====== Given information ======

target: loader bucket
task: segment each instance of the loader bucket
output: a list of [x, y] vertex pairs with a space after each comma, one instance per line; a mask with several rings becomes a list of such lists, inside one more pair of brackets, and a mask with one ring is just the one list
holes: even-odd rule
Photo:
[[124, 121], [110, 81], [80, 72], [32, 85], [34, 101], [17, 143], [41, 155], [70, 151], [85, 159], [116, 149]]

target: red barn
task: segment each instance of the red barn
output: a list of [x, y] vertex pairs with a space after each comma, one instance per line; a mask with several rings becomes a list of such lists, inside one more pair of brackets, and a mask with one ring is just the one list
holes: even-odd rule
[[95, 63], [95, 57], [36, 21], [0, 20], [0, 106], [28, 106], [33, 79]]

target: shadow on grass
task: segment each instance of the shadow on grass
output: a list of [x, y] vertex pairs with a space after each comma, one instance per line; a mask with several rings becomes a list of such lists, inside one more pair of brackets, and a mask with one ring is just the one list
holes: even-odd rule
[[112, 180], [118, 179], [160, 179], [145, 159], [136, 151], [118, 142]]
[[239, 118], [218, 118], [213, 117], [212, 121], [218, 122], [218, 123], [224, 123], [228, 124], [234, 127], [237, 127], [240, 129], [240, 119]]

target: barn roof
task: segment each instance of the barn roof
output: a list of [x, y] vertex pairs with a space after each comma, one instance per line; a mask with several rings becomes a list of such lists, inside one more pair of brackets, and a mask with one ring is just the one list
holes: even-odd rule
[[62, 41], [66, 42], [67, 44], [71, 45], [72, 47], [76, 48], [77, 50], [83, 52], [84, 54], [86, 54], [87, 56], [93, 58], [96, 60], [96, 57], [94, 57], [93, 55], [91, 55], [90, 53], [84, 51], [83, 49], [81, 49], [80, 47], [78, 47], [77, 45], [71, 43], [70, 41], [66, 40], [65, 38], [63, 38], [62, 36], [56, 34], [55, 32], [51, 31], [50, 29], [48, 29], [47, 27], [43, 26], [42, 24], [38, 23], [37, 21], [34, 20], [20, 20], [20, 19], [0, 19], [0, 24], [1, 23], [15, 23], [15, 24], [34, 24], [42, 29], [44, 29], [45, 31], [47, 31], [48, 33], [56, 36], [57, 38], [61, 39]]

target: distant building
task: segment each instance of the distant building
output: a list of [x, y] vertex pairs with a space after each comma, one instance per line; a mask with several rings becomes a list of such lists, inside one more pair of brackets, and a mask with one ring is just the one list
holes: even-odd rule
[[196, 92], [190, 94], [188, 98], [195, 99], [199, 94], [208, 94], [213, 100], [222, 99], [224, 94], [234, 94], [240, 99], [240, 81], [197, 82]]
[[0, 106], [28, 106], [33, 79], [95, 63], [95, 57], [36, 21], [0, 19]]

======

### Task prompt
Return the lines exactly as they appear, from the start of the entries through the line containing "159], [116, 149]]", with both ends included.

### Task output
target: loader bucket
task: segment each instance of the loader bucket
output: a list of [x, y] vertex pairs with a space after each comma, one instance per line; a mask with several rings becomes a list of such lists, inside one more pair of brackets, and a mask with one ring is just the one list
holes: even-odd rule
Photo:
[[124, 121], [110, 81], [80, 72], [32, 85], [34, 101], [17, 143], [41, 155], [70, 151], [85, 159], [116, 149]]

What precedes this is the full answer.